Reproduce the records word for word, from their first line through the line containing "box: [141, 306, 324, 512]", both included, and omit the pictures.

^^^^^^^^^^^^^^^^

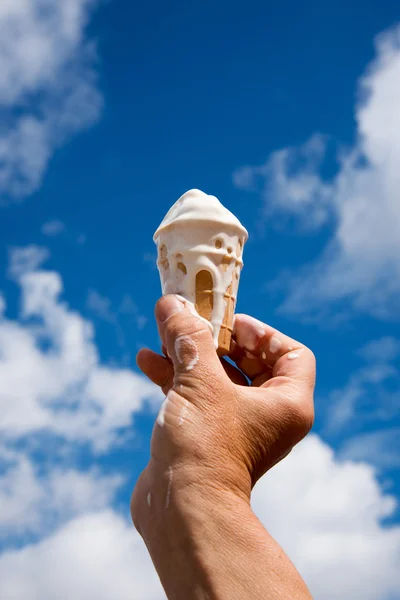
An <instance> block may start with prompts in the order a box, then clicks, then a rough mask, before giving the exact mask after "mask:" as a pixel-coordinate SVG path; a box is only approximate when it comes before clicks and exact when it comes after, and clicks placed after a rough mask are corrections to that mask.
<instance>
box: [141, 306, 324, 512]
mask: <svg viewBox="0 0 400 600" xmlns="http://www.w3.org/2000/svg"><path fill="white" fill-rule="evenodd" d="M156 318H157V323H158V328H159V333H160V337H161V340H162V343H163V349H164V352H165V354H166V356H161V355H158V354H156V353H154V352H152V351H151V350H148V349H144V350H141V351H140V352H139V354H138V356H137V362H138V365H139V367H140V369H141V370H142V371H143V373H145V374H146V375H147V376H148V377H149V379H151V380H152V381H153V382H154V383H156V384H157V385H159V386H160V387H161V388H162V390H163V392H164V394H165V395H166V399H165V401H164V403H163V405H162V407H161V409H160V414H159V416H158V418H157V421H156V423H155V426H154V429H153V435H152V441H151V460H150V462H149V465H148V466H147V467H146V469H145V471H144V472H143V473H142V475H141V477H140V479H139V481H138V483H137V486H136V489H135V491H134V494H133V499H132V514H133V518H134V520H135V521H137V520H138V518H139V513H140V512H141V510H140V505H141V504H142V501H143V498H145V497H146V496H147V495H148V492H147V490H151V489H152V488H153V487H154V485H157V481H159V480H160V481H161V480H163V479H165V476H166V474H168V473H170V478H172V473H173V477H174V489H175V490H176V487H177V486H178V487H179V486H181V487H182V486H198V488H199V489H201V490H202V492H203V493H204V490H209V491H210V492H212V491H221V490H225V491H228V492H232V493H233V494H234V495H236V496H239V497H241V498H243V499H246V500H247V501H249V499H250V492H251V489H252V487H253V486H254V485H255V483H256V481H257V480H258V479H259V478H260V477H261V476H262V475H263V474H264V473H265V472H266V471H268V470H269V469H270V468H271V467H272V466H273V465H274V464H276V463H277V462H278V461H279V460H281V459H282V458H283V457H284V456H286V455H287V454H288V453H289V452H290V450H291V449H292V448H293V447H294V446H295V444H297V443H298V442H299V441H300V440H301V439H302V438H303V437H304V436H305V435H306V434H307V433H308V432H309V430H310V429H311V427H312V423H313V418H314V410H313V390H314V383H315V359H314V355H313V353H312V352H311V351H310V350H309V349H308V348H306V347H305V346H303V345H302V344H300V343H299V342H296V341H295V340H292V339H291V338H289V337H287V336H285V335H283V334H282V333H280V332H278V331H276V330H275V329H273V328H272V327H270V326H268V325H265V324H264V323H261V322H260V321H257V320H256V319H253V318H252V317H249V316H247V315H236V317H235V323H234V332H233V343H232V350H231V354H230V356H229V358H230V359H231V360H232V361H233V362H234V363H235V364H236V366H237V368H236V367H235V366H233V365H232V364H229V362H227V361H226V360H225V359H222V360H220V359H219V358H218V356H217V353H216V352H215V347H214V344H213V340H212V336H211V332H210V329H209V327H208V326H207V324H206V322H205V321H204V320H202V319H200V318H199V317H198V316H196V313H195V311H194V310H193V307H192V308H191V307H190V304H189V303H187V302H183V301H181V300H179V298H177V297H176V296H173V295H170V296H165V297H163V298H161V299H160V300H159V302H158V304H157V307H156ZM167 479H168V477H167ZM167 488H168V486H167ZM164 491H165V494H164V495H165V502H166V503H168V502H169V499H168V497H167V496H168V493H169V492H170V490H169V492H168V489H165V490H164Z"/></svg>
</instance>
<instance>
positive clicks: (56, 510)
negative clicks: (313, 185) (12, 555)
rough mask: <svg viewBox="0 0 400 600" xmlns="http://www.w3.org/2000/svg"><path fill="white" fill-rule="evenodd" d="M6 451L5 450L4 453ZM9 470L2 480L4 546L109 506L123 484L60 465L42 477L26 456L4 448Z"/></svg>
mask: <svg viewBox="0 0 400 600" xmlns="http://www.w3.org/2000/svg"><path fill="white" fill-rule="evenodd" d="M3 450H4V449H3ZM7 453H8V454H9V455H10V454H11V457H10V456H9V459H8V461H7V462H8V467H6V468H3V469H2V470H3V471H4V472H3V474H2V475H1V476H0V505H1V513H0V540H1V541H2V543H3V546H4V545H5V544H8V543H10V541H12V540H15V539H19V538H20V537H21V536H26V535H27V534H40V535H43V534H45V533H48V532H49V531H51V530H52V529H53V528H54V526H59V525H60V523H63V522H65V521H68V520H69V519H71V518H72V517H74V516H75V515H77V514H81V513H84V512H87V511H88V509H91V510H96V509H100V508H104V507H106V506H108V505H109V504H110V503H111V501H112V500H113V498H114V494H115V491H116V489H117V488H118V487H119V486H120V485H121V484H122V481H123V480H122V477H121V476H120V475H118V474H113V475H104V474H102V473H101V472H100V471H99V470H98V469H96V468H93V469H91V470H90V471H86V472H85V471H78V470H76V469H71V468H62V467H61V466H60V465H58V466H56V467H54V466H53V469H51V470H50V471H49V472H46V471H47V470H46V469H45V473H43V470H44V464H43V463H42V464H41V465H40V471H41V472H40V473H39V468H38V466H37V465H35V464H34V462H33V461H32V459H30V458H29V456H28V455H27V454H25V453H23V452H21V451H20V452H15V451H12V450H9V449H7V448H5V453H4V452H3V451H2V458H3V459H4V455H7Z"/></svg>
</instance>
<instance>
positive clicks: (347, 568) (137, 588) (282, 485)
mask: <svg viewBox="0 0 400 600" xmlns="http://www.w3.org/2000/svg"><path fill="white" fill-rule="evenodd" d="M252 505H253V508H254V510H255V512H256V514H257V515H258V516H259V518H260V519H261V521H262V522H263V523H264V524H265V526H266V527H267V529H268V530H269V531H270V532H271V534H272V535H273V536H274V537H275V538H276V539H277V540H278V542H279V543H280V544H281V545H282V546H283V548H284V549H285V551H286V552H287V553H288V554H289V556H290V557H291V559H292V560H293V561H294V563H295V564H296V566H297V568H298V569H299V570H300V572H301V574H302V575H303V577H304V578H305V579H306V581H307V583H308V585H309V586H310V589H311V592H312V593H313V596H314V598H316V600H336V599H337V598H352V599H354V600H389V598H394V597H397V596H398V595H399V593H400V575H399V572H398V568H397V567H398V563H399V560H400V528H399V527H394V526H389V527H387V526H383V525H382V524H381V521H382V519H385V518H386V517H389V516H390V515H391V514H392V513H393V511H394V509H395V501H394V499H393V498H392V497H390V496H388V495H385V494H384V493H383V492H382V490H381V489H380V487H379V485H378V483H377V481H376V479H375V474H374V471H373V469H372V467H371V466H369V465H367V464H356V463H354V462H351V461H347V462H339V461H338V460H337V459H336V458H335V455H334V453H333V451H332V449H331V448H329V446H327V445H326V444H324V443H323V442H322V441H321V439H320V438H318V437H317V436H315V435H314V436H309V437H308V438H307V439H306V440H304V441H303V442H302V443H301V444H300V445H299V446H298V447H297V448H296V449H295V450H294V451H293V452H292V454H291V455H290V456H289V457H288V458H287V459H285V460H284V461H283V462H282V463H281V464H279V465H278V466H277V467H275V468H274V469H273V470H272V471H271V472H270V473H269V474H267V475H266V476H265V477H264V478H263V479H262V480H261V481H260V482H259V483H258V484H257V486H256V488H255V490H254V493H253V498H252ZM0 595H1V597H5V598H13V600H30V599H32V600H33V599H35V598H41V600H42V599H43V600H47V599H49V600H50V599H52V598H54V597H57V598H58V600H68V599H69V598H75V599H76V600H80V599H82V600H84V599H85V600H86V598H92V597H93V598H98V599H99V600H101V599H103V598H104V600H106V599H107V600H108V598H110V597H111V596H112V597H113V598H116V599H117V600H124V599H125V598H126V599H128V598H134V599H135V598H136V599H137V600H144V599H146V598H148V599H149V600H162V599H164V598H165V595H164V593H163V591H162V589H161V586H160V583H159V581H158V578H157V575H156V573H155V571H154V568H153V566H152V564H151V561H150V559H149V557H148V555H147V552H146V549H145V547H144V545H143V543H142V541H141V539H140V538H139V536H138V534H137V533H136V532H135V531H134V529H133V527H132V525H131V524H130V523H127V522H126V521H125V520H124V519H122V518H121V517H120V516H118V515H117V514H116V513H115V512H114V511H112V510H103V511H99V512H89V513H88V514H86V515H82V516H80V517H77V518H74V519H72V520H71V521H70V522H69V523H68V524H66V525H64V526H63V527H61V528H60V529H58V530H57V531H56V532H55V533H53V534H52V535H51V536H48V537H46V538H44V539H43V540H41V541H40V542H38V543H36V544H31V545H28V546H25V547H23V548H22V549H19V550H9V551H7V552H4V553H3V554H2V555H1V556H0Z"/></svg>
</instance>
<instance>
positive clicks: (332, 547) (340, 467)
mask: <svg viewBox="0 0 400 600" xmlns="http://www.w3.org/2000/svg"><path fill="white" fill-rule="evenodd" d="M252 505H253V508H254V510H255V512H256V514H257V515H258V516H259V518H260V519H261V521H262V522H263V523H264V524H265V526H266V527H267V529H268V530H269V531H270V533H271V534H272V535H273V536H274V537H275V538H276V539H277V541H278V542H279V543H280V544H281V545H282V546H283V548H284V549H285V551H286V552H287V553H288V554H289V556H290V557H291V559H292V560H293V562H294V563H295V565H296V566H297V568H298V569H299V571H300V573H301V574H302V575H303V577H304V578H305V580H306V582H307V583H308V585H309V587H310V589H311V593H312V594H313V597H314V598H315V599H316V600H337V598H351V599H352V600H389V599H393V598H395V597H396V598H397V597H399V595H400V572H399V569H398V565H399V563H400V527H398V526H383V525H382V524H381V520H382V519H384V518H385V517H389V516H390V515H392V514H393V512H394V509H395V501H394V499H393V498H392V497H390V496H387V495H384V494H383V493H382V491H381V489H380V487H379V485H378V483H377V481H376V480H375V477H374V471H373V469H372V467H371V466H369V465H367V464H356V463H353V462H350V461H349V462H338V461H337V460H336V459H335V456H334V453H333V451H332V450H331V449H330V448H329V446H327V445H326V444H324V443H323V442H322V441H321V439H320V438H318V437H317V436H315V435H311V436H309V437H308V438H306V439H305V440H304V441H303V442H302V443H301V444H299V446H298V447H297V448H296V449H295V450H294V451H293V452H292V453H291V455H289V457H288V458H287V459H285V460H284V461H283V462H282V463H281V464H279V465H277V466H276V467H275V468H274V469H272V470H271V471H270V472H269V473H268V474H267V475H266V476H265V477H264V478H263V479H262V480H261V481H260V482H259V483H258V484H257V486H256V488H255V490H254V493H253V500H252Z"/></svg>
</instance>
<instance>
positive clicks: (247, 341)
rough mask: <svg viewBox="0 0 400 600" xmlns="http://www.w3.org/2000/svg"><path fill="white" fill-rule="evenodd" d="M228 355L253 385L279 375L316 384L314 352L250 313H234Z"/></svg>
mask: <svg viewBox="0 0 400 600" xmlns="http://www.w3.org/2000/svg"><path fill="white" fill-rule="evenodd" d="M229 357H230V358H231V359H232V360H233V361H234V362H236V364H237V366H238V367H239V369H240V370H241V371H243V373H245V375H246V376H247V377H248V378H249V379H250V380H251V381H252V382H253V385H258V386H260V385H263V384H265V382H267V381H269V380H270V379H272V378H276V377H290V378H294V379H296V380H299V381H300V380H304V381H307V382H309V383H311V385H313V384H314V380H315V359H314V355H313V353H312V352H311V351H310V350H309V349H308V348H307V347H306V346H304V345H303V344H301V343H300V342H298V341H296V340H294V339H293V338H290V337H288V336H287V335H285V334H283V333H281V332H280V331H277V330H276V329H275V328H273V327H271V326H270V325H267V324H266V323H262V322H261V321H259V320H258V319H255V318H253V317H250V316H249V315H243V314H238V315H235V320H234V326H233V343H232V351H231V353H230V354H229Z"/></svg>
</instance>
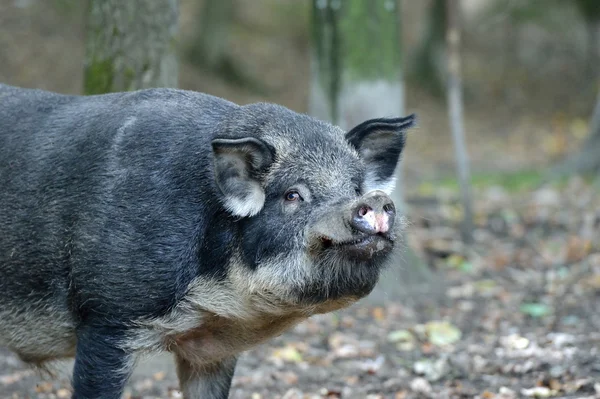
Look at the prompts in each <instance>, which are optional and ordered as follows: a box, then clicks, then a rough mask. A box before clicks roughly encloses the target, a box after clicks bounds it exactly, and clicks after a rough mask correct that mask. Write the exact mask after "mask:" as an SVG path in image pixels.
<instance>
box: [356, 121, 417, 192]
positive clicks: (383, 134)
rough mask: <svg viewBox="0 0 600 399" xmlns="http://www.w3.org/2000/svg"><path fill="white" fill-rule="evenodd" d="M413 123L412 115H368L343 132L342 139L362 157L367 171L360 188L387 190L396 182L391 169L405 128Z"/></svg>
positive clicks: (394, 164)
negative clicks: (377, 115) (389, 117)
mask: <svg viewBox="0 0 600 399" xmlns="http://www.w3.org/2000/svg"><path fill="white" fill-rule="evenodd" d="M415 123H416V116H415V115H414V114H413V115H410V116H407V117H405V118H389V119H386V118H382V119H371V120H368V121H365V122H363V123H361V124H360V125H358V126H356V127H355V128H354V129H352V130H350V131H349V132H348V133H347V134H346V140H348V142H349V143H350V144H351V145H352V146H354V148H356V150H357V151H358V153H359V154H360V156H361V157H362V159H363V160H364V161H365V164H366V166H367V171H366V175H365V180H364V182H363V187H362V190H363V192H369V191H372V190H382V191H384V192H385V193H386V194H391V192H392V191H393V190H394V186H395V184H396V177H395V176H394V171H395V170H396V165H397V164H398V160H399V159H400V154H401V153H402V149H403V148H404V142H405V138H406V130H407V129H409V128H411V127H413V126H414V125H415Z"/></svg>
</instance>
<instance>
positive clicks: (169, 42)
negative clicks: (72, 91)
mask: <svg viewBox="0 0 600 399" xmlns="http://www.w3.org/2000/svg"><path fill="white" fill-rule="evenodd" d="M178 8H179V4H178V0H127V1H122V0H88V12H87V34H86V54H85V73H84V92H85V94H101V93H108V92H115V91H128V90H137V89H143V88H149V87H177V77H178V63H177V55H176V36H177V32H178Z"/></svg>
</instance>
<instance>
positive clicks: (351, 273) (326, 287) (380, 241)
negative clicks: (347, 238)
mask: <svg viewBox="0 0 600 399" xmlns="http://www.w3.org/2000/svg"><path fill="white" fill-rule="evenodd" d="M377 246H379V250H374V248H375V247H377ZM382 246H385V250H383V249H382ZM392 248H393V243H391V242H389V241H388V240H383V241H380V240H379V239H373V238H372V237H368V238H365V239H363V240H356V241H353V242H346V243H339V244H331V245H329V246H325V247H323V248H321V249H320V250H319V251H317V252H316V253H315V252H313V253H312V254H311V255H312V256H311V257H312V259H313V265H312V268H313V270H314V273H315V275H317V276H318V278H315V279H312V281H311V282H310V283H308V284H305V285H303V286H301V287H298V289H297V290H296V295H297V296H298V299H299V301H300V302H302V303H312V304H315V303H323V302H327V301H332V300H339V299H343V298H353V299H354V300H358V299H360V298H363V297H365V296H367V295H368V294H369V293H371V291H372V290H373V288H374V287H375V285H376V284H377V281H378V279H379V275H380V272H381V270H382V268H383V266H384V265H385V264H386V263H387V261H388V260H389V258H390V253H391V250H392Z"/></svg>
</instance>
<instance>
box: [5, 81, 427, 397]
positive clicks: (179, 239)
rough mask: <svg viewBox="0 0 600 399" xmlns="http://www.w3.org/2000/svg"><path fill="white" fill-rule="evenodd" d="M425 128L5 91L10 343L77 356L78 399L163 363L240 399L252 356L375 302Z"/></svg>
mask: <svg viewBox="0 0 600 399" xmlns="http://www.w3.org/2000/svg"><path fill="white" fill-rule="evenodd" d="M414 122H415V119H414V116H409V117H405V118H389V119H385V118H384V119H374V120H369V121H366V122H364V123H362V124H360V125H358V126H356V127H355V128H354V129H352V130H350V131H349V132H344V131H342V129H340V128H339V127H336V126H333V125H331V124H328V123H325V122H322V121H318V120H316V119H313V118H311V117H309V116H306V115H301V114H298V113H295V112H292V111H290V110H288V109H286V108H284V107H282V106H278V105H273V104H265V103H258V104H251V105H246V106H238V105H236V104H233V103H231V102H228V101H226V100H223V99H220V98H216V97H213V96H210V95H206V94H201V93H196V92H191V91H183V90H174V89H150V90H142V91H137V92H128V93H115V94H107V95H99V96H67V95H60V94H55V93H51V92H46V91H41V90H30V89H21V88H16V87H11V86H6V85H0V187H1V189H0V231H1V234H0V320H1V322H0V344H1V345H4V346H6V347H8V348H10V349H11V350H13V351H14V352H16V353H17V354H18V355H19V356H20V358H21V359H23V360H24V361H26V362H29V363H32V364H36V365H40V364H43V363H45V362H47V361H50V360H54V359H61V358H66V357H75V365H74V371H73V380H72V382H73V391H74V393H73V398H78V399H79V398H119V397H120V396H121V394H122V392H123V388H124V386H125V384H126V382H127V379H128V377H129V375H130V373H131V370H132V368H133V364H134V361H135V359H136V356H137V355H138V354H141V353H144V352H153V351H169V352H171V353H173V354H174V357H175V363H176V366H177V373H178V376H179V379H180V384H181V389H182V391H183V393H184V397H185V398H200V397H201V398H226V397H227V396H228V392H229V387H230V383H231V379H232V375H233V372H234V368H235V364H236V357H237V356H238V355H239V353H241V352H242V351H244V350H246V349H248V348H251V347H252V346H254V345H256V344H258V343H261V342H263V341H265V340H267V339H268V338H270V337H273V336H274V335H277V334H280V333H282V332H283V331H285V330H286V329H289V328H290V327H292V326H294V325H295V324H297V323H299V322H300V321H302V320H304V319H306V318H307V317H309V316H311V315H314V314H317V313H323V312H330V311H333V310H336V309H340V308H343V307H346V306H348V305H350V304H351V303H353V302H355V301H357V300H358V299H360V298H362V297H364V296H366V295H367V294H369V292H370V291H371V290H372V289H373V287H374V286H375V284H376V282H377V279H378V276H379V273H380V271H381V269H382V267H384V265H385V264H386V261H387V260H388V259H389V258H390V254H391V253H392V250H393V249H394V248H395V247H398V245H397V242H398V237H399V236H398V230H399V229H400V227H401V225H402V220H401V217H400V216H399V215H396V210H395V208H394V204H393V202H392V200H391V199H390V197H389V194H390V191H391V190H392V188H393V183H394V170H395V168H396V165H397V163H398V160H399V157H400V154H401V152H402V149H403V147H404V142H405V131H406V130H407V129H408V128H409V127H411V126H413V124H414Z"/></svg>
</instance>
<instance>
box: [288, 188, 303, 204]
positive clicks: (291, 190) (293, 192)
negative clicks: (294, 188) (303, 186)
mask: <svg viewBox="0 0 600 399" xmlns="http://www.w3.org/2000/svg"><path fill="white" fill-rule="evenodd" d="M284 198H285V200H286V201H288V202H296V201H300V200H301V199H302V197H301V196H300V193H298V191H295V190H290V191H288V192H286V193H285V195H284Z"/></svg>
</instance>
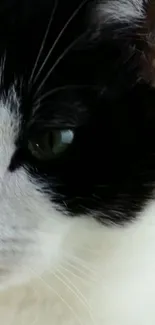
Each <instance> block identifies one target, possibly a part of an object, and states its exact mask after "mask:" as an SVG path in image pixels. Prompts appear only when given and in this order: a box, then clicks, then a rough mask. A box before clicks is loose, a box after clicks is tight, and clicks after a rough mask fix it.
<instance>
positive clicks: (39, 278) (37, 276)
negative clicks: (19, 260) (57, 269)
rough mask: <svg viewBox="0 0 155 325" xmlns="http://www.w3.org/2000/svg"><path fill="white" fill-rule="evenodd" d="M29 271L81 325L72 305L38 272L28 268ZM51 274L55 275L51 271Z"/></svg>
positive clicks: (79, 323) (54, 274) (75, 312)
mask: <svg viewBox="0 0 155 325" xmlns="http://www.w3.org/2000/svg"><path fill="white" fill-rule="evenodd" d="M30 271H31V272H32V274H33V275H35V277H36V278H37V279H38V280H39V281H40V282H41V283H42V284H43V285H44V286H45V287H46V288H47V289H48V290H49V291H51V292H52V293H54V294H55V295H56V296H57V297H58V298H59V299H60V300H61V301H62V303H63V304H64V305H65V306H66V307H67V308H68V309H69V310H70V312H71V313H72V315H73V316H74V317H75V319H76V320H77V321H78V324H80V325H83V323H82V321H81V319H80V318H79V316H78V315H77V314H76V312H75V310H74V309H73V308H72V306H71V305H70V304H69V303H68V302H67V301H66V300H65V299H64V298H63V296H62V295H60V294H59V293H58V292H57V291H56V290H55V289H54V288H53V287H52V286H51V285H49V284H48V283H47V282H46V281H45V280H44V278H43V277H42V276H40V275H39V274H37V273H36V272H35V271H34V270H32V269H30ZM53 275H55V274H54V273H53Z"/></svg>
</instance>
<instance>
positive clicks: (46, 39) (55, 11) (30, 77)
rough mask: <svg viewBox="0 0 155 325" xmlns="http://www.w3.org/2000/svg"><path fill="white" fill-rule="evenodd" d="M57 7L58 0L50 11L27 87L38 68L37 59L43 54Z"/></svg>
mask: <svg viewBox="0 0 155 325" xmlns="http://www.w3.org/2000/svg"><path fill="white" fill-rule="evenodd" d="M57 6H58V0H55V5H54V8H53V10H52V14H51V17H50V20H49V23H48V26H47V29H46V32H45V35H44V38H43V41H42V44H41V47H40V50H39V53H38V56H37V58H36V61H35V64H34V67H33V70H32V73H31V76H30V79H29V82H28V83H29V85H30V84H31V82H32V80H33V78H34V74H35V71H36V69H37V66H38V62H39V59H40V57H41V54H42V52H43V49H44V47H45V43H46V40H47V36H48V34H49V30H50V27H51V24H52V21H53V19H54V15H55V12H56V9H57Z"/></svg>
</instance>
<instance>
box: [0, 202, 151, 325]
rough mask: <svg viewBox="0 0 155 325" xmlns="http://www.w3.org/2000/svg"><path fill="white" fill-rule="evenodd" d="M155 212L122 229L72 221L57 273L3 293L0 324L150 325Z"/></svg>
mask: <svg viewBox="0 0 155 325" xmlns="http://www.w3.org/2000/svg"><path fill="white" fill-rule="evenodd" d="M154 211H155V203H154V202H153V203H151V204H150V205H149V206H148V207H147V208H146V209H145V211H144V212H143V213H142V214H141V215H140V216H139V219H138V220H137V221H136V222H135V223H133V224H131V225H128V226H126V227H125V228H121V227H113V228H111V227H109V228H107V227H104V226H101V225H99V224H98V223H97V222H95V221H93V220H92V222H90V220H88V219H86V218H85V219H80V218H79V219H78V218H77V219H74V221H71V222H72V225H71V228H70V232H69V233H68V235H67V236H66V238H65V240H64V242H63V254H62V258H61V260H60V262H59V263H58V265H57V271H55V272H56V273H54V274H53V267H52V265H51V267H49V269H48V270H47V272H46V274H44V275H42V276H40V275H38V276H37V272H36V273H34V275H35V276H34V279H33V280H31V282H30V283H29V284H27V285H20V286H19V287H16V288H15V287H12V288H10V289H8V290H7V291H2V292H1V294H0V319H1V320H3V323H2V324H5V325H10V324H11V325H13V324H14V325H15V324H16V325H21V324H22V325H28V324H35V325H44V324H46V325H51V324H54V325H68V324H70V325H79V324H82V325H92V324H95V325H103V324H104V325H124V324H126V325H131V324H132V325H146V324H148V325H154V324H155V313H154V301H155V276H154V275H155V236H154V234H155V219H154ZM67 257H68V259H67ZM38 273H39V272H38ZM62 273H63V275H62V277H61V274H62ZM19 276H20V275H19ZM65 283H66V285H65ZM69 287H70V289H69Z"/></svg>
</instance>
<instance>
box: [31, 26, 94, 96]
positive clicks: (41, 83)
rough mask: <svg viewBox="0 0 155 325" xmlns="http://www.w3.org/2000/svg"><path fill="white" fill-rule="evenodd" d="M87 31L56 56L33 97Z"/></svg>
mask: <svg viewBox="0 0 155 325" xmlns="http://www.w3.org/2000/svg"><path fill="white" fill-rule="evenodd" d="M87 33H88V31H87V32H85V33H83V34H82V35H80V36H79V37H78V38H76V39H75V40H74V41H73V42H72V43H71V44H70V45H69V46H68V47H67V48H66V49H65V50H64V51H63V52H62V54H61V55H60V56H59V57H58V59H57V60H56V62H55V63H54V65H53V66H52V68H51V69H50V70H49V72H48V73H47V75H46V77H45V78H44V79H43V81H42V82H41V84H40V86H39V87H38V89H37V91H36V93H35V95H34V98H36V96H37V95H38V93H39V92H40V91H41V89H42V88H43V86H44V84H45V83H46V81H47V80H48V78H49V77H50V76H51V74H52V73H53V71H54V70H55V68H56V67H57V65H58V64H59V63H60V62H61V60H62V59H63V58H64V57H65V56H66V54H67V53H68V52H69V51H70V50H71V49H72V48H73V47H74V45H76V44H77V43H78V41H80V40H81V39H82V37H84V36H85V35H87Z"/></svg>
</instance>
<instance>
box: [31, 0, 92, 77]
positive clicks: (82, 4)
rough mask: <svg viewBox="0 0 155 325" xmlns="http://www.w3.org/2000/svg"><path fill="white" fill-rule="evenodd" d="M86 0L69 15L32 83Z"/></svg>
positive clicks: (43, 65)
mask: <svg viewBox="0 0 155 325" xmlns="http://www.w3.org/2000/svg"><path fill="white" fill-rule="evenodd" d="M87 1H88V0H84V1H83V2H82V3H81V4H80V5H79V6H78V8H77V9H76V10H75V11H74V12H73V14H72V15H71V17H70V18H69V19H68V21H67V22H66V24H65V25H64V27H63V28H62V30H61V32H60V33H59V34H58V37H57V38H56V40H55V42H54V43H53V45H52V47H51V49H50V51H49V52H48V54H47V56H46V58H45V60H44V62H43V64H42V65H41V68H40V69H39V71H38V73H37V75H36V77H35V79H34V83H36V81H37V80H38V77H39V76H40V74H41V72H42V70H43V68H44V66H45V64H46V62H47V61H48V59H49V57H50V56H51V54H52V52H53V51H54V49H55V47H56V45H57V43H58V42H59V40H60V38H61V36H62V35H63V34H64V32H65V30H66V28H67V27H68V25H69V24H70V22H71V21H72V20H73V19H74V17H75V16H76V15H77V14H78V12H79V11H80V9H81V8H82V7H83V6H84V5H85V3H86V2H87Z"/></svg>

^^^^^^^^^^^^^^^^

● **YOUR SOLUTION**
An <instance> block may start with prompts in the order a box, then clicks, then a rough mask, before giving the exact mask after "mask:" as a pixel-coordinate SVG path; a box is only approximate when it comes before clicks and exact when it comes after, and clicks placed after a rough mask are corrections to that mask.
<instance>
box: [141, 306, 324, 512]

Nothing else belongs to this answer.